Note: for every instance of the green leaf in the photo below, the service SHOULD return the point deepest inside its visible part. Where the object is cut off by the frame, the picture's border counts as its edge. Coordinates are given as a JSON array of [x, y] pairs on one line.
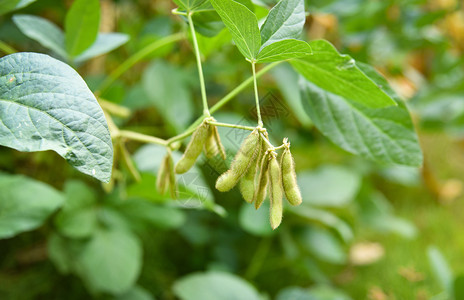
[[386, 135], [285, 21], [43, 31], [105, 43], [111, 261], [458, 287], [78, 218], [242, 25], [45, 105], [166, 87], [340, 75], [189, 5], [25, 204], [440, 268], [287, 80], [254, 221], [81, 25], [322, 244], [10, 5], [214, 286], [136, 293], [283, 50], [329, 185]]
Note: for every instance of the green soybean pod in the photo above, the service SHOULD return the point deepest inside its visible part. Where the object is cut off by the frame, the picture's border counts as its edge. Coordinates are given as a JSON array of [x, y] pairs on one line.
[[193, 150], [162, 178], [245, 155], [263, 181], [172, 177], [289, 183], [247, 182], [213, 145], [276, 193]]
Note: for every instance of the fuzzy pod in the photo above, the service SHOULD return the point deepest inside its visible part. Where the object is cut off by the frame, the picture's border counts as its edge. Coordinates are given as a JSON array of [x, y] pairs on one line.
[[276, 193], [289, 183], [245, 155], [162, 178], [193, 150], [213, 145], [172, 178], [263, 181], [247, 182]]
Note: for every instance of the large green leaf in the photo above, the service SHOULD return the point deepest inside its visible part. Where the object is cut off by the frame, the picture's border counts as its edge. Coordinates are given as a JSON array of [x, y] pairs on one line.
[[385, 135], [105, 43], [214, 286], [284, 49], [440, 268], [340, 75], [81, 25], [10, 5], [78, 218], [111, 261], [43, 31], [25, 204], [45, 105], [242, 24], [285, 20]]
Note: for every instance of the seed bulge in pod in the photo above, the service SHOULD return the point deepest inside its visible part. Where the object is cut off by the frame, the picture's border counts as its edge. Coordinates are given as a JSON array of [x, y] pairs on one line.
[[240, 164], [289, 182], [275, 193]]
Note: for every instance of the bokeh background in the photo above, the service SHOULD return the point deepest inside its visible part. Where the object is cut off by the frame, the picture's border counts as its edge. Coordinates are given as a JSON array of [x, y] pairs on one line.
[[364, 230]]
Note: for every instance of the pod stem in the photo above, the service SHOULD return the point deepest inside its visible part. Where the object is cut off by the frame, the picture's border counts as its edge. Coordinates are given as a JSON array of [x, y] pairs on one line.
[[258, 110], [200, 69]]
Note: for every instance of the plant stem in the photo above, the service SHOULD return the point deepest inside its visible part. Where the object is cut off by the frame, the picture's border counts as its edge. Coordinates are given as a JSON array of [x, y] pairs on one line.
[[241, 87], [258, 111], [138, 56], [5, 48], [200, 69], [153, 140], [114, 108], [232, 126], [142, 137]]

═══

*Task to carry out*
Restate the data above word for word. Do not include the images.

*Expected answer*
Note: for every instance of the green leaf in the photo below, the service SHOULD return the point deepest inside its visible part. Where the object is cut off by the frame, the picture's border counts as its edge. Coordinates are given as a JSON array of [x, y] pairs on one line.
[[386, 135], [285, 21], [43, 31], [105, 43], [111, 261], [458, 287], [78, 218], [242, 25], [45, 105], [166, 87], [340, 75], [189, 5], [25, 204], [440, 268], [287, 80], [254, 221], [81, 25], [322, 244], [10, 5], [214, 286], [136, 293], [283, 50], [329, 185]]
Note: for every instance of the green soybean pod in the photo above, the service SHOULD return the point deepest inside its visible part. Where the object is cut off by the frame, the picture's border counts as its edge. Coordinates are given as a JSON array of [x, y] pairs on one line.
[[193, 150], [162, 178], [245, 155], [263, 181], [172, 177], [289, 183], [247, 182], [213, 145], [276, 193]]
Note: for every instance of the fuzzy pod in the photo above, the service SHOULD return the point deepest inside its visible part. Where the object is cut off by the frame, the picture's border counts as its edge. Coordinates are given as a JSON array of [x, y] pairs on one line.
[[276, 193], [289, 183], [245, 155], [162, 178], [193, 150], [213, 145], [172, 178], [263, 181], [247, 182]]
Note: for every instance of the large green leaf in the photo above, the service SHOULD return the point deepest inside its visible part. Where the object is cut off by the frame, the picture's border counts as its edge. Coordinates are given as a JSON array of [x, y] pairs on one line.
[[385, 135], [105, 43], [214, 286], [284, 49], [440, 268], [340, 75], [81, 25], [10, 5], [78, 218], [111, 261], [43, 31], [25, 204], [45, 105], [242, 24], [285, 20]]
Note: for every instance of the seed bulge in pod in the photo above, the service SHOULD return the point deepest inside its visible part. Where the object is cut off by the frame, the picture's border counts as its edge. Coordinates are given as a JSON array of [x, y] pairs on one line.
[[240, 164], [289, 182], [275, 193]]
Note: for every instance of the bokeh background in the photo above, the service SHOULD return the point deepest inside its visible part. Where the object is cut off by the frame, the picture's border counts as its edge. Coordinates are given as a JSON array of [x, y] pairs on one line.
[[364, 230]]
Note: for every instance of the pod stem in the photo above, the service SHOULD return the point deepest inside its visible part. Where the object is cut off by the frame, the picture's border counts as its edge. Coordinates are given as a JSON array of [x, y] pairs on one line.
[[258, 110], [200, 69]]
Note: for every instance of the plant stem in the photo above, the service SHOULD return the point deepest inside its visible part. Where the object is cut off by the frame, the picture's border counts as its edge. Coordinates are given as a JSON array of [x, y] pairs on one line.
[[241, 87], [258, 111], [138, 56], [5, 48], [200, 69], [153, 140], [114, 108], [232, 126], [142, 137]]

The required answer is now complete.